***** Page text *****

These Robotic Grippers Are Delicate Enough to Lift Egg Yolk

Delicacy and precision have long been barriers in robotics development, but lately, engineers have been making advancements in leaps and bounds and with a variety of approaches. Most recently, researchers from North Carolina State University have developed robotic grippers with a touch delicate enough to lift egg yolks without breaking them and precise enough to grip and lift a human hair. Drawing on the art of kirigami, the design has potential applications in both soft robotics and biomedical technologies.

Kirigami, a traditional paper-cutting art, informed the team’s strategy for 2D-to-3D shape morphing, using cut-guided deformation to produce novel material properties. In essence, kirigami uses cuts that divide the original material into discrete units without sacrificing global structural integrity. A thin sheet of patterned cuts can morph into a variety of 2D and pop-up 3D structures, imparting new properties to the material, including stretchability, multistability, and optical chirality, which have broad applications in mechanical metamaterials, stretchable devices, soft machines, and more.

In past studies, working backwards has proven difficult, but the approach used at NC State enables users to do just that. The shape of a 3D structure is in large part determined by the outer boundary of the material — for instance, a 2D object with a round boundary shape deforms into a sphere. Using this new process, users can determine the boundary shape and pattern of slits needed on the 2D material to create the desired final 3D shape.

***** Provided data *****

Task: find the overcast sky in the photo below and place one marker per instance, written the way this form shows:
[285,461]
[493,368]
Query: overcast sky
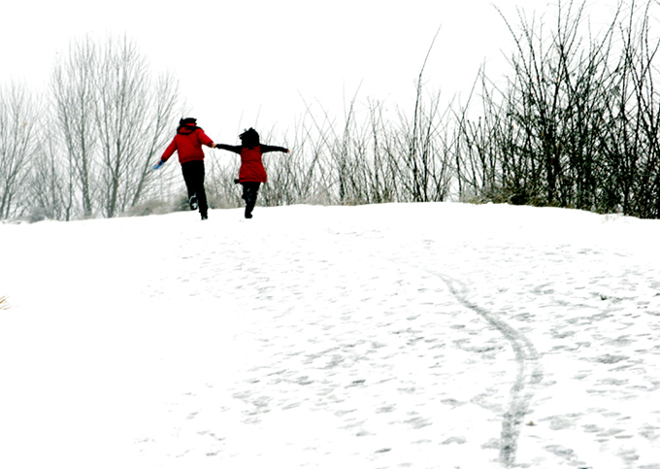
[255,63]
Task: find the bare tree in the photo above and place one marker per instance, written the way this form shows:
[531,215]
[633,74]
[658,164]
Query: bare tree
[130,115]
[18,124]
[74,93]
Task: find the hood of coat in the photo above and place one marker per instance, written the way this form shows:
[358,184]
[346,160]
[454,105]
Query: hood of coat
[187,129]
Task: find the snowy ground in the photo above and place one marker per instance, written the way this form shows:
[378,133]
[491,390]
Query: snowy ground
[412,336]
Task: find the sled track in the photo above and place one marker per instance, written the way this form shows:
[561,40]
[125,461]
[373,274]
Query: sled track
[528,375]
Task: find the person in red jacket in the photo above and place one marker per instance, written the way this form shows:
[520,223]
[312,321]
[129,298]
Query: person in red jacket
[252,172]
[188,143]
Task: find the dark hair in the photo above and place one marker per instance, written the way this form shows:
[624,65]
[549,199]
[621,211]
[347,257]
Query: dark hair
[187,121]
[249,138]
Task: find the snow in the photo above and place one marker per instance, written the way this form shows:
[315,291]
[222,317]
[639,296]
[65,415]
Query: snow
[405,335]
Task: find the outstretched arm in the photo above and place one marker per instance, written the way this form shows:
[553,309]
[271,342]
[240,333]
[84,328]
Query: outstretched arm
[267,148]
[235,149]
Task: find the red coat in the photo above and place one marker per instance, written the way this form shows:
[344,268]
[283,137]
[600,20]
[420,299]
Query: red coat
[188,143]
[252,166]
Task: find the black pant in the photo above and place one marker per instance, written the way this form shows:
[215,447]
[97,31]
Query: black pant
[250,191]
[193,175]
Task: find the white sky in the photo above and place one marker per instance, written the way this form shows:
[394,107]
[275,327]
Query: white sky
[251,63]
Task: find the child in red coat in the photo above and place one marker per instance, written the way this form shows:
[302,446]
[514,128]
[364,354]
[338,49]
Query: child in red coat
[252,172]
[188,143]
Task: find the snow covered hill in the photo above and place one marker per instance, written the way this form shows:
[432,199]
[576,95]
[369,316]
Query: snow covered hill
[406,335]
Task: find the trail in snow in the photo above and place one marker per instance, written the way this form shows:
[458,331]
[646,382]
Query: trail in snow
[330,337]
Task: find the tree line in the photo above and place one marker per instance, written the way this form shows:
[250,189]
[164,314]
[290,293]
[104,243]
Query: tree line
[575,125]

*****

▶ **What you are asked to do**
Continue the article on kirigami-based robotic grippers, starting right after its last sentence. The listing plays no part in this exercise.

▶ **Output for this exercise**
The utility of the technique, which is a bit simpler than past developments and allows for a wide variety of customized structures, is demonstrated as the grippers grasp a raw egg yolk, a live fish, human hair, and more on video. While conventional grippers grab things by exerting pressure on them, these deform to surround an object and lift it, similar to how someone might cup their hands to lift a fragile object. The grippers are the first demonstration of the technique in action, but the researchers envision a host of possible applications, such as biomedical devices that can conform to the shape of a joint, bending and moving as a knee or elbow does. The team is now working toward exploring other possible applications and transitioning the research from the lab to practical use.